▶ REQUIRED TASK
Please repeat, word for word, the part of the SATs episode recap below that opens with the words "Mr. Belding paces" and closes with "It’s still bullshit.".

▶ TEXT PASSAGE
The Bullshit Aptitude Test

Who knew you could ace the SATs simply by spending the whole test staring at Ben Stiller's wife?

Who knew you could ace the SATs simply by spending the whole test staring smarmily at Ben Stiller’s wife?

We open in the gym, where the gang and the requisite 12 extras are sitting at tables, No. 2 pencils at the ready. This is because, as Zack helpfully explains to us, they are about to take the SATs. Zack acts as if he, along with the rest of the viewing public, has never heard of the SATs before, which is merely the beginning of the complete and total bullshit that will plague us throughout this episode.

Mr. Belding paces around the room, lecturing the kids that this is the most important test they’ll ever have to take. I personally think the SAT comes in second to the driver’s test, but no one asked me. Incidentally, I hate how TV shows act like you can only take the SAT once, when everyone knows you can take it as many times as you want to keep improving your score. I guess that doesn’t really convey the same level of dramatic tension, but whatever. It’s still bullshit.

▶ EXTRACTED MATERIAL
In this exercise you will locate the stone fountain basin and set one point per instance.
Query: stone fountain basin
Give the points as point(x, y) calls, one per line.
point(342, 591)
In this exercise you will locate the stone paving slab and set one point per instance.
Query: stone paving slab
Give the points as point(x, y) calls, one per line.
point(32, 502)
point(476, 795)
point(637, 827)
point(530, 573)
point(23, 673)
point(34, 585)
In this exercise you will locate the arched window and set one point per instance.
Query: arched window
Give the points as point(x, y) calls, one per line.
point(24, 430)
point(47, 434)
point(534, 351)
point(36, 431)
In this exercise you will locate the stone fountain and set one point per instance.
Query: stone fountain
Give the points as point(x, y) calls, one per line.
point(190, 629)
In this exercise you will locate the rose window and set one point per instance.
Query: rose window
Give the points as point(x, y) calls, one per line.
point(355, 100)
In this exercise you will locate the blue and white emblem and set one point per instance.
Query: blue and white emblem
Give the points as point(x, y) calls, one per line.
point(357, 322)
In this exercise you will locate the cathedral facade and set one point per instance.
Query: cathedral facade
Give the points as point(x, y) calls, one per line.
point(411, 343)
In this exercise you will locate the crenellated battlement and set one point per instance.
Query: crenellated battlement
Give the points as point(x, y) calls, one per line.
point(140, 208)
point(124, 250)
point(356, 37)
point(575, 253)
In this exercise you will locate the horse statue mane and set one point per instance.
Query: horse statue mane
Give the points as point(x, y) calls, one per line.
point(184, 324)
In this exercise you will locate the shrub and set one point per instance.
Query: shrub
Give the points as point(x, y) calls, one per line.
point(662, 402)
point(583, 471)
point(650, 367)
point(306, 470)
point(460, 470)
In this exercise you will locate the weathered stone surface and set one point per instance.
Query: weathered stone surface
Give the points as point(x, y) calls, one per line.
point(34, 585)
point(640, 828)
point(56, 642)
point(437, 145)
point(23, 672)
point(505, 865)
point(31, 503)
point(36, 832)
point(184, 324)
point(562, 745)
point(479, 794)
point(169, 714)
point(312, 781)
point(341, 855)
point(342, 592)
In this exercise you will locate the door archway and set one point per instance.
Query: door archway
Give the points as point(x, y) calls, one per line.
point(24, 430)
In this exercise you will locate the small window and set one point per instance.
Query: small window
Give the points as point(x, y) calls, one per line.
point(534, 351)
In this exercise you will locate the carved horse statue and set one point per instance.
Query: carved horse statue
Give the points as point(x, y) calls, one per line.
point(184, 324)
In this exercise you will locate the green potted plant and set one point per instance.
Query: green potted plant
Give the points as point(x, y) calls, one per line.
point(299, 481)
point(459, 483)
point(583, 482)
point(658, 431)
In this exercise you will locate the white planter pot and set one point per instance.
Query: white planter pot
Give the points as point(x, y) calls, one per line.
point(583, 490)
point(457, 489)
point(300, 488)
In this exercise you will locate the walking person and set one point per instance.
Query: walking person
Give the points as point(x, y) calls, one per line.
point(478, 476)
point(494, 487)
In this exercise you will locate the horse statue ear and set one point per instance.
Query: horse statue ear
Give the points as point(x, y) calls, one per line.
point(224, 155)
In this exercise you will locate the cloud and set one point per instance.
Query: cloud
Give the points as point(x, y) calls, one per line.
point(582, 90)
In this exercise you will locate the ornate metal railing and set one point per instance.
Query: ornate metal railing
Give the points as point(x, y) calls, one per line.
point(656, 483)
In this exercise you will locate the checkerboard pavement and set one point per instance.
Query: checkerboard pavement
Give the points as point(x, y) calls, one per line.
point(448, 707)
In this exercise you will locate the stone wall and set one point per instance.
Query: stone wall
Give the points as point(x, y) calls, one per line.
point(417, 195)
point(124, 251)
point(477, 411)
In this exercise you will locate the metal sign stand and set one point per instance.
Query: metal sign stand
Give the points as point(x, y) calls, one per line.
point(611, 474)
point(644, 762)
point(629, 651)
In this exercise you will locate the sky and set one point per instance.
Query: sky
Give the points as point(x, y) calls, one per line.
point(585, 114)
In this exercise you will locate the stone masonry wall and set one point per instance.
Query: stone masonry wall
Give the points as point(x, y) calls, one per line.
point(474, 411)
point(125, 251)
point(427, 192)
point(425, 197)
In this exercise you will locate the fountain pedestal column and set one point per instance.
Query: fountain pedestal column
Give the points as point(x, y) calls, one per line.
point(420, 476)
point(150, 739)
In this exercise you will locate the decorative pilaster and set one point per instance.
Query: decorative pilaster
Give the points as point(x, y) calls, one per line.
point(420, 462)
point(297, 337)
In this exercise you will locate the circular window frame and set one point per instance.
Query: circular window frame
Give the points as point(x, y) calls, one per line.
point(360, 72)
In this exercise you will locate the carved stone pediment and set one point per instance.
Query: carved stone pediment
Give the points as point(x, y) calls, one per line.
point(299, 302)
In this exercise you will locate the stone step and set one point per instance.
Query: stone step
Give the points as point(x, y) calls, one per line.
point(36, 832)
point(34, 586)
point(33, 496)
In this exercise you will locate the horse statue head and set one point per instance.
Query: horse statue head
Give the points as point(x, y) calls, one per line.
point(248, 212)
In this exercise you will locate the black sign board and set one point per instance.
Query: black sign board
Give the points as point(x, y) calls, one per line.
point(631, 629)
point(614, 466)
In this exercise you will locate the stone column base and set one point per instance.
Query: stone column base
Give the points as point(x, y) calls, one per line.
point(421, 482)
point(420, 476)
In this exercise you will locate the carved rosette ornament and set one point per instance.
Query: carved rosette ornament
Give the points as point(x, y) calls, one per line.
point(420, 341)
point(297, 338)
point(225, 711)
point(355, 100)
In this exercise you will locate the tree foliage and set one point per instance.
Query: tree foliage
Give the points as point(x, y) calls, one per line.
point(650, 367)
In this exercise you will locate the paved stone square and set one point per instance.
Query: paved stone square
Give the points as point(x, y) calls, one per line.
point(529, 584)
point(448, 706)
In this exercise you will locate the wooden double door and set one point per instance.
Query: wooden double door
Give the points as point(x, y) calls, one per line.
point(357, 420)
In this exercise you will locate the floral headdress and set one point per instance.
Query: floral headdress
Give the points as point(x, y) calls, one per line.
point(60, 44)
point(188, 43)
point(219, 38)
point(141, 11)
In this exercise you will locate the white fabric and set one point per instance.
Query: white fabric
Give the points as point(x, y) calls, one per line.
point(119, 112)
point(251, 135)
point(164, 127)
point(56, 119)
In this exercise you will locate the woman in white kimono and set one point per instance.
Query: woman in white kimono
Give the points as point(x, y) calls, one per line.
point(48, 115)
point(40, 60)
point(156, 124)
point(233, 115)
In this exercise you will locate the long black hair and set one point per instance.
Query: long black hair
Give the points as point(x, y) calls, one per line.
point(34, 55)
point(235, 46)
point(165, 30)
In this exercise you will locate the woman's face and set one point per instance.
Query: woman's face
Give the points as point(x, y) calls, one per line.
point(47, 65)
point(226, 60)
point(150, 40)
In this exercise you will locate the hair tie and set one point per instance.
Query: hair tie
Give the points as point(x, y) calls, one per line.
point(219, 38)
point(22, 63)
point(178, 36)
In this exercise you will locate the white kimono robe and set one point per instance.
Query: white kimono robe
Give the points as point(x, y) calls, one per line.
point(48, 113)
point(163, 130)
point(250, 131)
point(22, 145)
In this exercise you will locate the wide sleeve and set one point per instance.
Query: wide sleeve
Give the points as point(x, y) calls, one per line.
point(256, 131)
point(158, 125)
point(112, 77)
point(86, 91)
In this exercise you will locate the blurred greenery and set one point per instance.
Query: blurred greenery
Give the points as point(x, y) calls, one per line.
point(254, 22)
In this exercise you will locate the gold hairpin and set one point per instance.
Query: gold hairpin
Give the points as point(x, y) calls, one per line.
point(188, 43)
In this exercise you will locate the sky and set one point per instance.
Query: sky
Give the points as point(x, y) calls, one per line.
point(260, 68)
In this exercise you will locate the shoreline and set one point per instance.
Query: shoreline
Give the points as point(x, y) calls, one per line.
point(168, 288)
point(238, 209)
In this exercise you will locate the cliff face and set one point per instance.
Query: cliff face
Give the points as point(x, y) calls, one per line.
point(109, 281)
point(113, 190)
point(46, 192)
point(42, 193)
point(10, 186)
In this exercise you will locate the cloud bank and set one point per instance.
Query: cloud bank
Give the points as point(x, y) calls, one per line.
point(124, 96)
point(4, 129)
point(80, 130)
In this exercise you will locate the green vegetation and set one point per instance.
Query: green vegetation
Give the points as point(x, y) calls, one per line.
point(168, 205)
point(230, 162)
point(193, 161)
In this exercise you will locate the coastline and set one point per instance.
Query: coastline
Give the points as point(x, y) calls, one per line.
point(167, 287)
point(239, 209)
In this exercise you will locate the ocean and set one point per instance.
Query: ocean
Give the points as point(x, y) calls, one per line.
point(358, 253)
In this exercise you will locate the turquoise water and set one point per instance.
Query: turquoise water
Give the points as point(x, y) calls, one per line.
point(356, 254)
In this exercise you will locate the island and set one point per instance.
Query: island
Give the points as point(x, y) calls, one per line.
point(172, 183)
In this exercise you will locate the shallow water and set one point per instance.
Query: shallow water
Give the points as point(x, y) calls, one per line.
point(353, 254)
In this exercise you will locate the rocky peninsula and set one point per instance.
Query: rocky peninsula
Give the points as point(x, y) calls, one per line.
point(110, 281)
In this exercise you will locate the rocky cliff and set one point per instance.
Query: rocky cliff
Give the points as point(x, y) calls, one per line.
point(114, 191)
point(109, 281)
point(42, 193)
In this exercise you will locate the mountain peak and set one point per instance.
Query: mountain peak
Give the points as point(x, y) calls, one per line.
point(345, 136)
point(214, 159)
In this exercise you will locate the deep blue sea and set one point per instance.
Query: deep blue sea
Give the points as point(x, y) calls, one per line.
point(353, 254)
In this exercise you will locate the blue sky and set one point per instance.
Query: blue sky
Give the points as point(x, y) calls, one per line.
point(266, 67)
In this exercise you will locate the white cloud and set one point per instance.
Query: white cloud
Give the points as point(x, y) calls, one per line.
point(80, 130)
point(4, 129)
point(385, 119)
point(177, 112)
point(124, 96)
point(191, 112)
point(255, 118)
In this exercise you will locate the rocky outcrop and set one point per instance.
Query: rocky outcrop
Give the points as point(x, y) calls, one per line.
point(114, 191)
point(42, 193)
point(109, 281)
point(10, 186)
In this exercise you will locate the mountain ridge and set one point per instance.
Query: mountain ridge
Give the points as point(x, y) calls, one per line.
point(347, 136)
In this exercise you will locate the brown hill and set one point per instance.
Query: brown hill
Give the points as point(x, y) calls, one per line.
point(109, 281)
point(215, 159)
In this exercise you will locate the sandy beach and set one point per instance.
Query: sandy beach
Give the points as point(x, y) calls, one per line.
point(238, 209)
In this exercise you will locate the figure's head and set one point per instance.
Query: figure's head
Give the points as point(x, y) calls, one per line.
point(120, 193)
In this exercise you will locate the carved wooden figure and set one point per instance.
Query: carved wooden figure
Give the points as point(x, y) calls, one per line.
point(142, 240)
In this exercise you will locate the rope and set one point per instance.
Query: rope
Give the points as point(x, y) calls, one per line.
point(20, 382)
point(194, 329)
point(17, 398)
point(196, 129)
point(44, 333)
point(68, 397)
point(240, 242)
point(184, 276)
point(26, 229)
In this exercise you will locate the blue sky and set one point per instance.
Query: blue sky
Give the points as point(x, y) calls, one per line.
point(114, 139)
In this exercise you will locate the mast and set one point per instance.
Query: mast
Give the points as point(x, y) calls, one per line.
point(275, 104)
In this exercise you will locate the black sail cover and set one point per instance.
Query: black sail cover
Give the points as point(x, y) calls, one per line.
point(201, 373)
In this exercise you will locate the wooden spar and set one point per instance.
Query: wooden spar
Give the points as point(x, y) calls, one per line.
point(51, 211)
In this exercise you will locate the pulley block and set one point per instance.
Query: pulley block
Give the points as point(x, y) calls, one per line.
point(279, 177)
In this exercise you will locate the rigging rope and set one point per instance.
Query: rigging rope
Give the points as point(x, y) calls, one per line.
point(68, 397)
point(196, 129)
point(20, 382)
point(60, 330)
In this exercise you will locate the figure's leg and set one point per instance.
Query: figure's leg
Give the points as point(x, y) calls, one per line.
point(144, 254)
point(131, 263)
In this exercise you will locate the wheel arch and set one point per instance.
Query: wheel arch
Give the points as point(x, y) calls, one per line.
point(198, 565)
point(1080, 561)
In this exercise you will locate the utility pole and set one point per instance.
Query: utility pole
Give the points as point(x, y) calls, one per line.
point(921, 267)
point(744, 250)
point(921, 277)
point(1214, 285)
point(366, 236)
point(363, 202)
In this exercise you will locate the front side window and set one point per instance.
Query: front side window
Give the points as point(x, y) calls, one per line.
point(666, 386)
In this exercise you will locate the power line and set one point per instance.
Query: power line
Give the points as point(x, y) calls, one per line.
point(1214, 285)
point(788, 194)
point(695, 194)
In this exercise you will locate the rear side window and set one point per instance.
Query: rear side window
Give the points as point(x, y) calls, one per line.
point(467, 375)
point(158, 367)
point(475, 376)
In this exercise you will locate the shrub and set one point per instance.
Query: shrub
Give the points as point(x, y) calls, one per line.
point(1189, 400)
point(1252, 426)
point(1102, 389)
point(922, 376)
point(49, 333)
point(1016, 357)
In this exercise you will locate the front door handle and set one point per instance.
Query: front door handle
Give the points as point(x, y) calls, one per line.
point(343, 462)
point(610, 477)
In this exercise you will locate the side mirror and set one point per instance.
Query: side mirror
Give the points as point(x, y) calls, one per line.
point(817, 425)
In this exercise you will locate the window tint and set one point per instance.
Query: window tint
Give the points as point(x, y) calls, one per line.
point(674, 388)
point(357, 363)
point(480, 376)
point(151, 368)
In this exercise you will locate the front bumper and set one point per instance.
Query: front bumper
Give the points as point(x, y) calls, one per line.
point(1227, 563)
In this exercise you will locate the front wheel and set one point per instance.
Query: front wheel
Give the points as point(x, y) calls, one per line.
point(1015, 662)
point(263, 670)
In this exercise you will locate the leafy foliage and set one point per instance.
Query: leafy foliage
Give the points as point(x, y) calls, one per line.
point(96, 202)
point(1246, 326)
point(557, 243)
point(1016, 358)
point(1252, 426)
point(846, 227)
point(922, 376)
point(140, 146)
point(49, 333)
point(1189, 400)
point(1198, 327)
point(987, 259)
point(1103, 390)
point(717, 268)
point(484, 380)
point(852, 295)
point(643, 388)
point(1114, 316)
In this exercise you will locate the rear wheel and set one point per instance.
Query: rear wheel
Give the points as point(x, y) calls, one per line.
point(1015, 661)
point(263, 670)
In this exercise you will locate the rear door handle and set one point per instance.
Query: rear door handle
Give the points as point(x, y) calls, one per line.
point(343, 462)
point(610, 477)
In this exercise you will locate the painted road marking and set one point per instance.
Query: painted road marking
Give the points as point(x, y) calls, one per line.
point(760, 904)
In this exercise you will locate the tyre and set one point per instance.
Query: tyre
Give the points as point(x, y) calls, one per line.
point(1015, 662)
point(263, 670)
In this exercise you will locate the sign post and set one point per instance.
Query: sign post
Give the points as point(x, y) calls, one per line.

▶ FINAL RESULT
Mr. Belding paces around the room, lecturing the kids that this is the most important test they’ll ever have to take. I personally think the SAT comes in second to the driver’s test, but no one asked me. Incidentally, I hate how TV shows act like you can only take the SAT once, when everyone knows you can take it as many times as you want to keep improving your score. I guess that doesn’t really convey the same level of dramatic tension, but whatever. It’s still bullshit.